*RECORDED INFORMATION*
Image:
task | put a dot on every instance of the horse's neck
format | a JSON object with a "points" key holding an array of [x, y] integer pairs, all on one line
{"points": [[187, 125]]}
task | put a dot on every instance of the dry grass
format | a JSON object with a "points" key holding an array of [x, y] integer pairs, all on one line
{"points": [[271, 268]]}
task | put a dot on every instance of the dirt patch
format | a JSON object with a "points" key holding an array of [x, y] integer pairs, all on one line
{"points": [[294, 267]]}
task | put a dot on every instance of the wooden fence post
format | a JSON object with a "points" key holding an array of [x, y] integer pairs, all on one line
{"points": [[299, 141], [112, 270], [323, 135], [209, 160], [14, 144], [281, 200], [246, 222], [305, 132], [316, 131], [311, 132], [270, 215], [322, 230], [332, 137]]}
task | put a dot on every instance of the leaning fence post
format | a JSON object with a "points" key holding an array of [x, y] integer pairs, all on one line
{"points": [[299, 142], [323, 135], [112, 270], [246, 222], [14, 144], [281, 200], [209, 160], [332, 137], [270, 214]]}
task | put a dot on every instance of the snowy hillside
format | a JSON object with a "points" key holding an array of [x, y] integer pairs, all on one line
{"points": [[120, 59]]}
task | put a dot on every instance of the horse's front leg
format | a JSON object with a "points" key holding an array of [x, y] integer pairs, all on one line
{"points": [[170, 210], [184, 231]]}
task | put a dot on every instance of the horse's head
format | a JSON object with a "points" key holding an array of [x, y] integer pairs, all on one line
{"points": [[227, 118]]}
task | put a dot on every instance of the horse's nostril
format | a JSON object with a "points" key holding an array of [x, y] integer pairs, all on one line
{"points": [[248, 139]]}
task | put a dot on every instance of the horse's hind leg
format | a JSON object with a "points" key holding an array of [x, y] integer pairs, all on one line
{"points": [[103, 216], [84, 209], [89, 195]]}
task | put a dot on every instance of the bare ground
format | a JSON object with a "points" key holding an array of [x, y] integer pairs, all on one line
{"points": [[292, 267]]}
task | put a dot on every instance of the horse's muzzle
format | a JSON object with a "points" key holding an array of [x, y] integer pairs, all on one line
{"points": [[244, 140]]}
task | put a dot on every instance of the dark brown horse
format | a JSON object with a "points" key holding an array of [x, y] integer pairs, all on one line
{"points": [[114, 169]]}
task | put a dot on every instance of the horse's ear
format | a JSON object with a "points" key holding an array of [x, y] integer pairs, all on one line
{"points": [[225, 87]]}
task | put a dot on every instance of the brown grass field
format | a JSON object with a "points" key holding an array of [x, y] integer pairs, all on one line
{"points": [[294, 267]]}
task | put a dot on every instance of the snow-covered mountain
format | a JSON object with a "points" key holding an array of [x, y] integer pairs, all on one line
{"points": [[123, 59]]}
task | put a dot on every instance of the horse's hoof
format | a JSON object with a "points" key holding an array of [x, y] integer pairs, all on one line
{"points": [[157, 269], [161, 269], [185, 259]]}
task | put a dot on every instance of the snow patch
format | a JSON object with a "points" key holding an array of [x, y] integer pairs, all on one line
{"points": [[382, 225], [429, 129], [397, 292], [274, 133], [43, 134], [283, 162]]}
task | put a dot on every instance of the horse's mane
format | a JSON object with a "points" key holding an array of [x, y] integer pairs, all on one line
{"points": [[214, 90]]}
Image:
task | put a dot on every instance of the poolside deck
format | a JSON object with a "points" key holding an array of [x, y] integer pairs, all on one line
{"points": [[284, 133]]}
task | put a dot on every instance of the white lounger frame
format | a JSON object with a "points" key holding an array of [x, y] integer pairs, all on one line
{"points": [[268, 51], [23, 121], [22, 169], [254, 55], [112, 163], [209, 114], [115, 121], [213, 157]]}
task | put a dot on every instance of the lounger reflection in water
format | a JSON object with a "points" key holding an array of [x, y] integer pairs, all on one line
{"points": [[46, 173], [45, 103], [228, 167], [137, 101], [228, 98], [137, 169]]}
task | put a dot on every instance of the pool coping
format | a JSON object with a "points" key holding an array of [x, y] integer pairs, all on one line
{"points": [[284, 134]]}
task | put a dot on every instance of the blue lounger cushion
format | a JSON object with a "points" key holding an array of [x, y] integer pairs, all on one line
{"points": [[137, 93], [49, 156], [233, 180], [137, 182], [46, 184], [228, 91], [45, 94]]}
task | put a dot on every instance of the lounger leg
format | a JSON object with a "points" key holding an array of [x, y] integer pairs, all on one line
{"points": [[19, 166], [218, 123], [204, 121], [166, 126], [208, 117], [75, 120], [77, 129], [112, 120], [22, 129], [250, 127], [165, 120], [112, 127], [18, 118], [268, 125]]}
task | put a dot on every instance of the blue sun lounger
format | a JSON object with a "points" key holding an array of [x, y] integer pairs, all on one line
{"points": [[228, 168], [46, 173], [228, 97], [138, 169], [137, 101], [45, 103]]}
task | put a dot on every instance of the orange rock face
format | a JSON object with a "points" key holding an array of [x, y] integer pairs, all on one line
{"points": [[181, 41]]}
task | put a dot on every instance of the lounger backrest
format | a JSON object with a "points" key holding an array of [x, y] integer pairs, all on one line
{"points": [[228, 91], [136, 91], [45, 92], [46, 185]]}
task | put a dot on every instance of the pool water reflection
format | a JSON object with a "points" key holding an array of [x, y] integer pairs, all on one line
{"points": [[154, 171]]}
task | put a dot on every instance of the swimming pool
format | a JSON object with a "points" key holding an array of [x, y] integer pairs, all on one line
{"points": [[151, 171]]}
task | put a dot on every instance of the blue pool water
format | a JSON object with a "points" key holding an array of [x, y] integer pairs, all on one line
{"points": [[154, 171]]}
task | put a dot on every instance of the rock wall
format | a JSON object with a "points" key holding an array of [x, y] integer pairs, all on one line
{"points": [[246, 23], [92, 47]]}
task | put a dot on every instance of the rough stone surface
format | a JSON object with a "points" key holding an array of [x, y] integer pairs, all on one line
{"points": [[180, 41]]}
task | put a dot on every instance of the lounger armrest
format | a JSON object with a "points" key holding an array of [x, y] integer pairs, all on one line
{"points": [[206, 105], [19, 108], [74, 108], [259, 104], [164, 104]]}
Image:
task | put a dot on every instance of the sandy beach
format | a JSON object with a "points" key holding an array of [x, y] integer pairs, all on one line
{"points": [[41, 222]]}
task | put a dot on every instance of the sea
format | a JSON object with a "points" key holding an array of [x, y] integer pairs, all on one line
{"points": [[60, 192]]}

*TASK DESCRIPTION*
Repeat the preceding lines exactly, please, every one of them.

*COMPLETED EXERCISE*
Image:
task | put a dot on every instance of the horse's neck
format | a JSON object with a "points" key holding an array of [x, y] integer pairs, all on one line
{"points": [[187, 125]]}
task | put a dot on every instance of the dry grass
format | a JSON object with a "points" key holding an array of [x, y] integer pairs, all on one line
{"points": [[271, 268]]}
task | put a dot on every instance of the dirt patch
format | a JSON object with a "points" key holding an array of [x, y] integer pairs, all on one line
{"points": [[294, 267]]}
task | put a dot on every instance of the wooden fence post
format | a JSON object with a "points" key holding an array of [x, y] integer pairs, all on one line
{"points": [[299, 141], [112, 270], [323, 135], [209, 160], [14, 144], [281, 200], [246, 222], [305, 132], [316, 131], [311, 132], [270, 215], [322, 230], [332, 137]]}
task | put a dot on every instance of the leaning fence post
format | a JSON object with a "points" key holding an array of [x, y] integer pairs, all on one line
{"points": [[299, 142], [323, 135], [112, 270], [246, 222], [14, 144], [281, 200], [209, 160], [332, 137], [270, 214]]}
task | put a dot on every instance of the snowy hillside
format | a JSON object with a "points" key holding an array of [x, y] integer pairs, all on one line
{"points": [[120, 59]]}
task | put a dot on every instance of the horse's front leg
format | a JSON object with a "points" key holding an array of [x, y] integer pairs, all on one line
{"points": [[170, 210], [184, 231]]}
task | put a dot on every instance of the horse's head
format | a JSON object with a "points" key holding an array of [x, y] integer pairs, all on one line
{"points": [[227, 118]]}
task | put a dot on every instance of the horse's nostril
format | a JSON object with a "points" key holding an array of [x, y] integer pairs, all on one line
{"points": [[248, 139]]}
task | put a dot on every instance of the horse's hind leg
format | a JSON object with a "points" key holding an array of [x, y] integer pairs, all on one line
{"points": [[103, 216], [84, 209], [89, 195]]}
task | put a dot on every instance of the bare ground
format | a JSON object with a "points" key holding an array of [x, y] integer pairs, all on one line
{"points": [[292, 267]]}
task | put a dot on every instance of the horse's muzzle
format | a JSON object with a "points" key holding an array of [x, y] integer pairs, all on one line
{"points": [[244, 140]]}
task | put a dot on every instance of the dark brown horse
format | a JSON object with a "points" key holding an array of [x, y] integer pairs, all on one line
{"points": [[114, 169]]}
task | put a dot on every instance of the horse's ear
format | a JSON object with a "points" key holding an array of [x, y] integer pairs, all on one line
{"points": [[225, 87]]}
task | put a dot on every instance of the brown grass field
format | a JSON object with a "points" key holding an array of [x, y] integer pairs, all on one line
{"points": [[294, 267]]}
task | put a dot on every instance of the snow-covered mountain
format | a JSON object with a "points" key holding an array of [x, y] integer pairs, all on one line
{"points": [[123, 59]]}
task | put a dot on every instance of the horse's hoof
format | a JSON object with a "points" key holding an array of [x, y] integer pairs, all on one line
{"points": [[157, 269], [161, 269], [185, 259]]}
task | put a dot on every instance of the snow patch
format | a JSON object with a "points" key holding an array of [x, y] integer pairs, all on one line
{"points": [[382, 225], [429, 129], [397, 292], [274, 133], [43, 134], [283, 162]]}
task | put a dot on every instance of the horse's mane
format | a JSON object with a "points" key holding an array of [x, y] integer pairs, all on one line
{"points": [[214, 90]]}
Image:
task | put a dot on every instance of the poolside deck
format | a JSON object with a "points" key holding an array of [x, y] integer pairs, all on one line
{"points": [[284, 133]]}
task | put a dot on every instance of the white lounger frame
format | a JSON object with a "points" key holding an array of [x, y] integer pairs, all on one line
{"points": [[268, 51], [23, 121], [22, 169], [254, 55], [112, 163], [209, 114], [115, 121], [213, 157]]}
task | put a dot on every instance of the lounger reflection in water
format | a JSON object with a "points" key holding an array of [x, y] integer pairs, all on one line
{"points": [[46, 173], [45, 103], [228, 167], [137, 101], [228, 98], [137, 169]]}
task | put a dot on every instance of the pool coping
format | a JSON object with a "points" key holding an array of [x, y] integer pairs, all on one line
{"points": [[284, 134]]}
task | put a dot on every instance of the blue lounger cushion
format | a JSON object with a "points" key holding an array of [x, y] integer pairs, all on one line
{"points": [[137, 93], [49, 156], [233, 180], [137, 182], [46, 184], [228, 91], [45, 94]]}
task | put a dot on every instance of the lounger leg
format | a JSON object with a "points" key holding an array of [x, y] integer pairs, all on one line
{"points": [[19, 166], [218, 123], [204, 121], [166, 126], [208, 117], [75, 120], [77, 129], [112, 120], [22, 129], [250, 127], [165, 120], [112, 127], [18, 118], [268, 125]]}
task | put a dot on every instance of the blue sun lounger
format | a JSON object with a "points" key holding an array of [x, y] integer pairs, all on one line
{"points": [[228, 168], [46, 173], [228, 97], [138, 169], [137, 101], [45, 103]]}
task | put a dot on every instance of the orange rock face
format | a JSON object with a "points" key holding an array of [x, y] integer pairs, all on one line
{"points": [[181, 41]]}
task | put a dot on every instance of the lounger backrest
format | a JSON object with a "points" key holding an array of [x, y] integer pairs, all on one line
{"points": [[228, 91], [136, 91], [45, 92], [46, 185]]}
task | put a dot on every instance of the pool water reflection
format | a JSON object with a "points" key holding an array of [x, y] integer pairs, all on one line
{"points": [[154, 171]]}
task | put a dot on every instance of the swimming pool
format | a JSON object with a "points" key holding an array of [x, y] integer pairs, all on one line
{"points": [[151, 171]]}
task | put a dot on every instance of the blue pool water
format | a JSON object with a "points" key holding an array of [x, y] integer pairs, all on one line
{"points": [[154, 171]]}
task | put a dot on every instance of the rock wall
format | a JSON object with a "points" key holding an array of [x, y] integer pairs, all on one line
{"points": [[246, 23], [92, 47]]}
task | put a dot on every instance of the rough stone surface
format | a JSON object with a "points" key holding an array of [x, y] integer pairs, all on one line
{"points": [[180, 41]]}
task | put a dot on every instance of the lounger armrest
format | a JSON object with a "points" key holding an array of [x, y] integer pairs, all on one line
{"points": [[206, 105], [19, 108], [74, 108], [259, 104], [164, 104]]}
Image:
task | put a dot on every instance of the sandy beach
format | a JSON object with a "points" key holding an array of [x, y] integer pairs, all on one line
{"points": [[41, 222]]}
task | put a dot on every instance of the sea
format | a JSON object with a "points" key holding an array of [x, y] integer pairs, all on one line
{"points": [[60, 192]]}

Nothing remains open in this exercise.